■ TASK: An exact copy of the lines from the one containing "Objective: for every instance of the row" to the end of the records below is required, and nothing else.

■ INPUT RECORDS:
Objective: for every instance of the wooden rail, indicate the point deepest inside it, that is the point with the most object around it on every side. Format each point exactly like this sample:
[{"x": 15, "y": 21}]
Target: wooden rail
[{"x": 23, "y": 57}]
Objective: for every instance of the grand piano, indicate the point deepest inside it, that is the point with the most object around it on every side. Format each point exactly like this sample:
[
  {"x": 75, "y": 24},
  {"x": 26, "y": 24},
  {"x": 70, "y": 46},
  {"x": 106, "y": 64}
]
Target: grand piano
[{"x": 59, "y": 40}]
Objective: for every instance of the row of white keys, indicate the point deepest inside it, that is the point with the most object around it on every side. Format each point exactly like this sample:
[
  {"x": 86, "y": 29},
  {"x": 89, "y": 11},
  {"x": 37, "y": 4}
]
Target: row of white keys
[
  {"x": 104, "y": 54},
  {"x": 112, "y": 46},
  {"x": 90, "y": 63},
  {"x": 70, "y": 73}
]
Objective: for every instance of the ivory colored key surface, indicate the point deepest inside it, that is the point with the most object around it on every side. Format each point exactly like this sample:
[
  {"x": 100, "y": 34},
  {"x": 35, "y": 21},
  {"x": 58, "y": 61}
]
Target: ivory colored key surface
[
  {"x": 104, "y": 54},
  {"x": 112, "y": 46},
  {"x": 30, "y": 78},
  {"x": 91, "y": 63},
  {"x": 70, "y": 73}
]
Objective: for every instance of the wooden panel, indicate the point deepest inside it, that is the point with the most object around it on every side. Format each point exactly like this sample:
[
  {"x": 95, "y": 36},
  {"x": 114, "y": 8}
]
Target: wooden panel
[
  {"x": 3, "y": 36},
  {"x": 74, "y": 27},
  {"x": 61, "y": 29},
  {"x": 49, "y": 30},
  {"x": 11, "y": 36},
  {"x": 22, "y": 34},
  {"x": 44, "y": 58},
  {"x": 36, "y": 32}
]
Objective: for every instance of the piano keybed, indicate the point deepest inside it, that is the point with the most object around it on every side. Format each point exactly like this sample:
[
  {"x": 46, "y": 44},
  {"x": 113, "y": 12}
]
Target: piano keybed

■ WORKED SOLUTION:
Objective: for every instance of the row of white keys, indicate the point deepest inside it, that is the point with the most object around it on every side. Format each point exactly like this sample:
[
  {"x": 86, "y": 29},
  {"x": 89, "y": 11},
  {"x": 37, "y": 4}
]
Target: row of white keys
[
  {"x": 104, "y": 54},
  {"x": 112, "y": 46},
  {"x": 90, "y": 63},
  {"x": 70, "y": 73}
]
Objective: for every instance of the ivory colored key surface, indicate the point deepest inside it, that is the point with the most object around it on every side. Format each point exactly like this sample:
[
  {"x": 100, "y": 34},
  {"x": 35, "y": 21},
  {"x": 58, "y": 61}
]
Target: ivory colored key surface
[
  {"x": 104, "y": 54},
  {"x": 112, "y": 46},
  {"x": 30, "y": 78},
  {"x": 91, "y": 63},
  {"x": 70, "y": 73}
]
Objective: for every instance of the wooden panel, indicate the point deepest inside it, that is the point with the most object around it on every side. Format each point exactly like this sample:
[
  {"x": 95, "y": 36},
  {"x": 114, "y": 8}
]
Target: wooden panel
[
  {"x": 3, "y": 36},
  {"x": 74, "y": 27},
  {"x": 61, "y": 29},
  {"x": 49, "y": 30},
  {"x": 11, "y": 36},
  {"x": 22, "y": 34},
  {"x": 44, "y": 58},
  {"x": 36, "y": 32}
]
Objective: for every instance of the piano keybed, indicate the point deepest inside it, that is the point with the most object around it on every side. Format each point exactly like this sample:
[
  {"x": 46, "y": 44},
  {"x": 113, "y": 12}
]
Target: piano keybed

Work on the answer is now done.